* BEGIN Selected extract *

This value is as close to the correct value of 29.530589 days as it is possible for a value to come that is rounded off to whole parts (1/18 minute). The discrepancy makes the molad interval about 0.6 seconds too long. Put another way, if the molad is taken as the time of mean conjunction at some reference meridian, then this reference meridian is drifting slowly eastward. If this drift of the reference meridian is traced back to the mid-4th century CE, the traditional date of the introduction of the fixed calendar, then it is found to correspond to a longitude midway between the Nile and the end of the Euphrates. The modern molad moments match the mean solar times of the lunar conjunction moments near the meridian of Kandahar, Afghanistan, more than 30° east of Jerusalem. Furthermore, due to the eccentricity of Earth's orbit, series of shorter lunations alternate with series of longer lunations. Consequently the actual lunar conjunction moments can range from 12 hours earlier than to 16 hours later than the molad moment, in terms of Jerusalem mean solar time.

Furthermore, the discrepancy between the molad interval and the mean synodic month is accumulating at an accelerating rate, since the mean synodic month is progressively shortening due to gravitational tidal effects. Measured on a strictly uniform time scale, such as that provided by an atomic clock, the mean synodic month is becoming gradually longer, but since the tides slow Earth's rotation rate even more, the mean synodic month is becoming gradually shorter in terms of mean solar time.

Seasonal drift

The mean Hebrew calendar year is 365 days 5 hours 55 minutes and 25+25/57 seconds long (365.2468 days) - computed as the molad/monthly interval of 29.530594 days × 235 months in a 19-year metonic cycle ÷ 19 years per cycle. As the present-era mean northward equinoctal year is 365 days 5 hours 49 minutes 1 second long (365.2424 days), the Hebrew calendar has a "seasonal drift" in relation to the tropical year of about a day every 224 years.

* END Selected extract *

_Tasks and exercises:_
[1] According to the Hebrew calendar passage, by about how much is the molad interval too long?
[2] Write what comes next in the Hebrew calendar passage, after its final sentence.

* BEGIN Data extract *

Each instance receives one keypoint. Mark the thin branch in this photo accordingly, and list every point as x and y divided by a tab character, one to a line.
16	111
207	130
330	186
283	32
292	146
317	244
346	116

* END Data extract *

_Answers in order:_
[1] About 0.6 seconds.

[2]
In relation to the Gregorian calendar, the mean Gregorian calendar year is 365 days 5 hours 49 minutes and 12 seconds long (365.2425 days), and the drift of the Hebrew calendar in relation to it is about a day every 231 years.

The impact of the drift is reflected in the drift of the date of Passover from the vernal full moon:

Comparison of vernal full moon to
actual dates of Passover: 2001–2020[67]
In Gregorian dates
Year Astronomical vernal full moon Passover*
2001 8 April 8 April
2002 28 March 28 March
2003 16 April 17 April
2004 5 April 6 April
2005 25 March 24 April
2006 13 April 13 April
2007 2 April 3 April
2008 21 March 20 April
2009 9 April 9 April
2010 30 March 30 March
2011 18 April 19 April
2012 6 April 7 April
2013 27 March 26 March
2014 15 April 15 April
2015 4 April 4 April
2016 23 March 23 April
2017 11 April 11 April
2018 31 March 31 March
2019 21 March 20 April
2020 8 April 9 April
*Passover commences at sunset preceding the date indicated.

Implications for Jewish ritual

This figure, in a detail of a medieval Hebrew calendar, reminded Jews of the palm branch (Lulav), the myrtle twigs, the willow branches, and the citron (Etrog) to be held in the hand and to be brought to the synagogue during the holiday of sukkot, near the end of the autumn holiday season.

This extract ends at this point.